__Extracted text__
# # #

In that sense, the study frames track as more than a conditioning tool. It may function as a developmental environment that sharpens movement qualities baseball can convert into performance. That helps explain why the benefit appeared stronger and more consistent than the effect of other common secondary sports.

The supplied source text quotes McLeod describing the result as a “Moneyball-type” finding: a measurable edge that teams do not seem to be pricing in properly. If that interpretation holds up under peer review and wider replication, it raises a practical question for scouting departments. Are they overlooking a useful signal because it sits outside conventional baseball evaluation frameworks?

Teams did not appear to reward the advantage

One of the study’s most striking claims is not simply that track experience correlates with better pro outcomes, but that MLB organizations do not appear to reward it when making acquisition decisions. The source text says teams did not seem to value track participation in the draft or in signing bonuses, despite the later performance advantage the researchers observed.

That mismatch is what makes the finding consequential beyond youth coaching debates. If a player trait or background predicts stronger results but does not command a premium in talent markets, it becomes a possible inefficiency. In baseball terms, that means teams may be underestimating prospects whose athletic development includes the right kind of cross-training.

It also suggests that some evaluators may still be using an older logic around specialization and commitment. A prospect who split time between baseball and track could be viewed as less focused than a year-round baseball specialist. The study points in the opposite direction: under some conditions, the second sport may have improved the player rather than distracted from baseball progress.

What it could mean for families, coaches and player development

The practical implications extend well beyond front offices. For families deciding whether a talented young player should narrow their athletic path early, the research offers a more nuanced answer than the standard “specialize” versus “don’t specialize” debate. The better question may be which additional activities build skills with genuine crossover value.

# # #

__Data section__
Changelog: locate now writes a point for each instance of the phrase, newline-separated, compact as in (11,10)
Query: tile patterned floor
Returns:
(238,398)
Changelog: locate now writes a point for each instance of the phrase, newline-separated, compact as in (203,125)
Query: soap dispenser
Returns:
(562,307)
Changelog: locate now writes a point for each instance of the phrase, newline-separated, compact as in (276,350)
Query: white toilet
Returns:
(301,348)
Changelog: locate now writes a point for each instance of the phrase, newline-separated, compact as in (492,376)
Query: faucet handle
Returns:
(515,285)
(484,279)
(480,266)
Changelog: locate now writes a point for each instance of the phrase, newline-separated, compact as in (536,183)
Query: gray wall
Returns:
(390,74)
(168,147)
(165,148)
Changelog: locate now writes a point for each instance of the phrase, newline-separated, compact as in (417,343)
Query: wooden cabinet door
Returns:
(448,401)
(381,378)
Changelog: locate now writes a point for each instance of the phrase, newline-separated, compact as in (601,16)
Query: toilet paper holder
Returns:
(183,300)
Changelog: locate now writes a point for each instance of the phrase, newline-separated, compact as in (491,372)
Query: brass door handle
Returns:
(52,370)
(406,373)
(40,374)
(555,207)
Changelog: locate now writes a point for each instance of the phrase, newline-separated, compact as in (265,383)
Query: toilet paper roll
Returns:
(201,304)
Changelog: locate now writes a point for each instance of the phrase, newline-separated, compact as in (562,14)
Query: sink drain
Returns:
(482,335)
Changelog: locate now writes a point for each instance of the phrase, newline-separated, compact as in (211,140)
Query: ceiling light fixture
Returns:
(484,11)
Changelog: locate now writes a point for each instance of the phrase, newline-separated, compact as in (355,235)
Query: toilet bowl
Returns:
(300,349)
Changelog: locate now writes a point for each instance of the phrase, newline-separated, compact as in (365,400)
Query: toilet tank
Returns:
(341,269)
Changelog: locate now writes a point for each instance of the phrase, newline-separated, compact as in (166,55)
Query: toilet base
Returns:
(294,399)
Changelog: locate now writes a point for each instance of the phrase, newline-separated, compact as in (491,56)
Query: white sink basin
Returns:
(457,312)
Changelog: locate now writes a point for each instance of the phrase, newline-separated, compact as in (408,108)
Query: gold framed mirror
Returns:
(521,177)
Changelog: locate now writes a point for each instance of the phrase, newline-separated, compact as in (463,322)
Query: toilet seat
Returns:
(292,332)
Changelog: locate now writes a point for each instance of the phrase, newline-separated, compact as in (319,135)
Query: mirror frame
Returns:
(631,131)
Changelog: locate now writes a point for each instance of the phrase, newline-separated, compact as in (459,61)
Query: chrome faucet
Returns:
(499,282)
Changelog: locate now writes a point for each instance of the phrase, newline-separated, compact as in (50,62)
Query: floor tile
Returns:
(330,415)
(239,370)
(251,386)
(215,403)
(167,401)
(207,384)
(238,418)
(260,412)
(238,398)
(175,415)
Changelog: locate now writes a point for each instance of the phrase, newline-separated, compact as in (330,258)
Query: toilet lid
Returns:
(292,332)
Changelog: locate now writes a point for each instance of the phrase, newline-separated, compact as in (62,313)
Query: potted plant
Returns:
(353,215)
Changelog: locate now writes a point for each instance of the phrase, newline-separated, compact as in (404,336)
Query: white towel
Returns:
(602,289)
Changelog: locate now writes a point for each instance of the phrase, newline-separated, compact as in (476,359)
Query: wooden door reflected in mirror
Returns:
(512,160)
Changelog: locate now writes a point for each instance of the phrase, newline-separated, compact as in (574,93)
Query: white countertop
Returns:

# # #

Reproduce, word for word, the entire passage above on track experience and professional baseball outcomes.

In that sense, the study frames track as more than a conditioning tool. It may function as a developmental environment that sharpens movement qualities baseball can convert into performance. That helps explain why the benefit appeared stronger and more consistent than the effect of other common secondary sports.

The supplied source text quotes McLeod describing the result as a “Moneyball-type” finding: a measurable edge that teams do not seem to be pricing in properly. If that interpretation holds up under peer review and wider replication, it raises a practical question for scouting departments. Are they overlooking a useful signal because it sits outside conventional baseball evaluation frameworks?

Teams did not appear to reward the advantage

One of the study’s most striking claims is not simply that track experience correlates with better pro outcomes, but that MLB organizations do not appear to reward it when making acquisition decisions. The source text says teams did not seem to value track participation in the draft or in signing bonuses, despite the later performance advantage the researchers observed.

That mismatch is what makes the finding consequential beyond youth coaching debates. If a player trait or background predicts stronger results but does not command a premium in talent markets, it becomes a possible inefficiency. In baseball terms, that means teams may be underestimating prospects whose athletic development includes the right kind of cross-training.

It also suggests that some evaluators may still be using an older logic around specialization and commitment. A prospect who split time between baseball and track could be viewed as less focused than a year-round baseball specialist. The study points in the opposite direction: under some conditions, the second sport may have improved the player rather than distracted from baseball progress.

What it could mean for families, coaches and player development

The practical implications extend well beyond front offices. For families deciding whether a talented young player should narrow their athletic path early, the research offers a more nuanced answer than the standard “specialize” versus “don’t specialize” debate. The better question may be which additional activities build skills with genuine crossover value.